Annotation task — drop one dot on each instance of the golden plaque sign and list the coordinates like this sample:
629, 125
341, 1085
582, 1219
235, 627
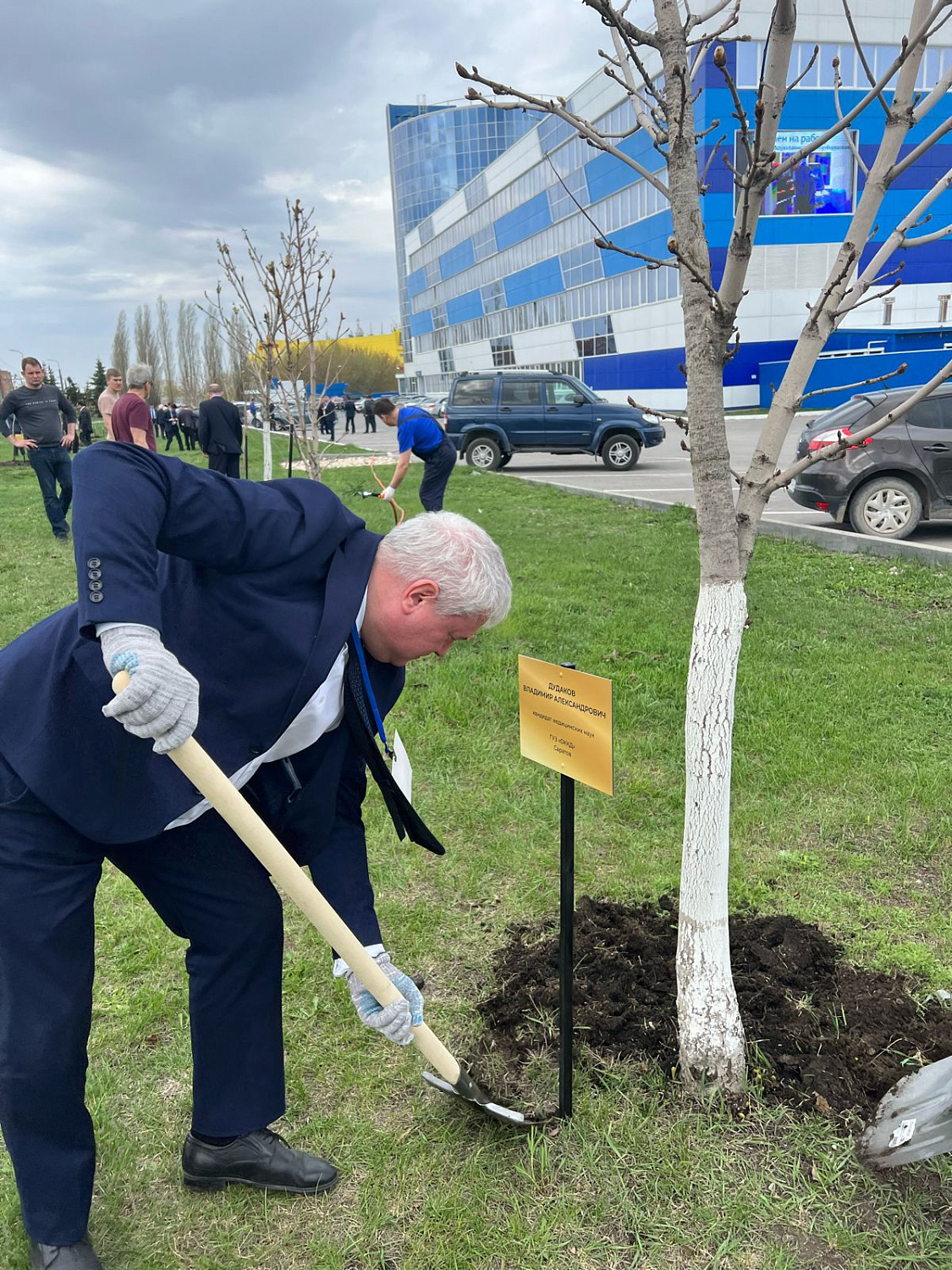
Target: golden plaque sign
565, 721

--

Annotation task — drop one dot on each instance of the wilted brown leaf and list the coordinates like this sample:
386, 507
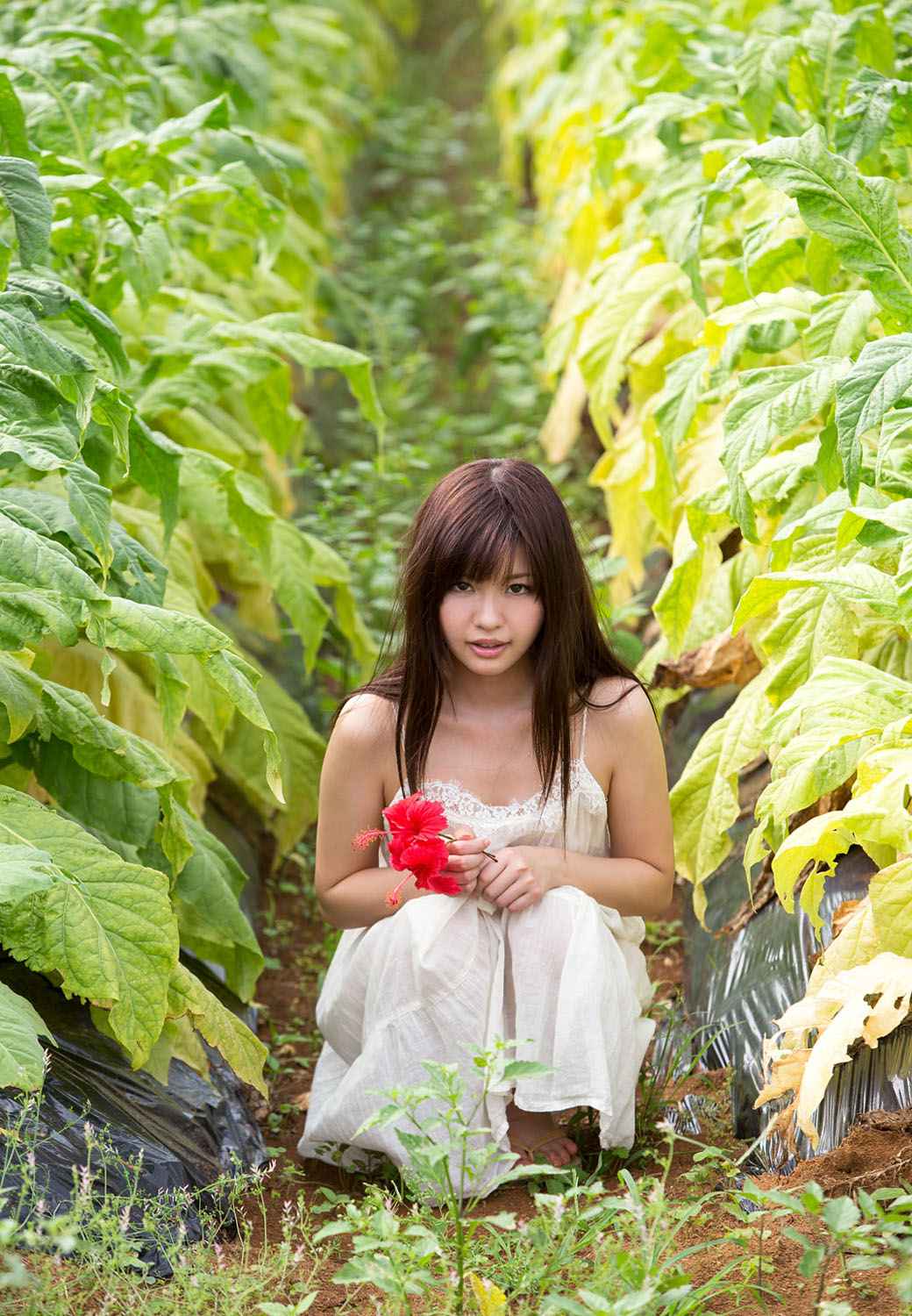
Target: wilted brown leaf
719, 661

---

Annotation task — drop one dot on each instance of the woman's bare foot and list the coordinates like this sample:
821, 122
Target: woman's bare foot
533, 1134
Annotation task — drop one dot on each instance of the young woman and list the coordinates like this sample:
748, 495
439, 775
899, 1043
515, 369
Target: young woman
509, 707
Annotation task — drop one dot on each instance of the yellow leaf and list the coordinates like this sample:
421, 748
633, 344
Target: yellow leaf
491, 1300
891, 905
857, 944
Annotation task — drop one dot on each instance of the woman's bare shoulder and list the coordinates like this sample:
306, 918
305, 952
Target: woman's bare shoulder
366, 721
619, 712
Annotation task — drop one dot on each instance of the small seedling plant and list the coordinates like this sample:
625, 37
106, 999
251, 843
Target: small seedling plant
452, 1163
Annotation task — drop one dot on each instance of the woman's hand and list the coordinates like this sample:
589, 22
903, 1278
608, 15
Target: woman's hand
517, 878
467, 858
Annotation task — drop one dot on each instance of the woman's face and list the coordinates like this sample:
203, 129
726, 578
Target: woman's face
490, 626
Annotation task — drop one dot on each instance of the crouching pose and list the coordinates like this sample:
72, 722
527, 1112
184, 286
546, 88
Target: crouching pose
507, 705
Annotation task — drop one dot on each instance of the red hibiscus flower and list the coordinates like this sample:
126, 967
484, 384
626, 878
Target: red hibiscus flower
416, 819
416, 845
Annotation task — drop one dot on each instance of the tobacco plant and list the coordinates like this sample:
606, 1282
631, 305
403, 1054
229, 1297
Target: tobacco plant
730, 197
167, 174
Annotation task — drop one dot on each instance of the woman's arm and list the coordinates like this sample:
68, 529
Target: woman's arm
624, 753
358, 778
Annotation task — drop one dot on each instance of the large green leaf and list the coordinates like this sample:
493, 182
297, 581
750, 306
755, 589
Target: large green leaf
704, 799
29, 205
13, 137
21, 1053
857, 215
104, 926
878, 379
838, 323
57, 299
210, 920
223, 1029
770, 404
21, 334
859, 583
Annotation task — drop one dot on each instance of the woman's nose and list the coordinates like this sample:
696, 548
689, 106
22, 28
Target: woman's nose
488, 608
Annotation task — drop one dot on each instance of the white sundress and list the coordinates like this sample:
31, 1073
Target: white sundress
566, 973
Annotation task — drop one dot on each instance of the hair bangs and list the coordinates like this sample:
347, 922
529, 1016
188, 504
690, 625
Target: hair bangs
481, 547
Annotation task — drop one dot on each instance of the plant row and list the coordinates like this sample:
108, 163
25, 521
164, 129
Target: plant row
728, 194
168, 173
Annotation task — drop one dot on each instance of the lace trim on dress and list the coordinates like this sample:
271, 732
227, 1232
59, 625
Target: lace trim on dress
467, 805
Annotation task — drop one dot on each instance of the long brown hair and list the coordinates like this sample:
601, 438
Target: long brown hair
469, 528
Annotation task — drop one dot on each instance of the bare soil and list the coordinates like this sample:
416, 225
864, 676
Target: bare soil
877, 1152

[SET PROBLEM]
How many lines of the records above contain the string "flower"? Matching is case-sensitive. Give only the number.

[SOLUTION FOR THIS PROBLEM]
2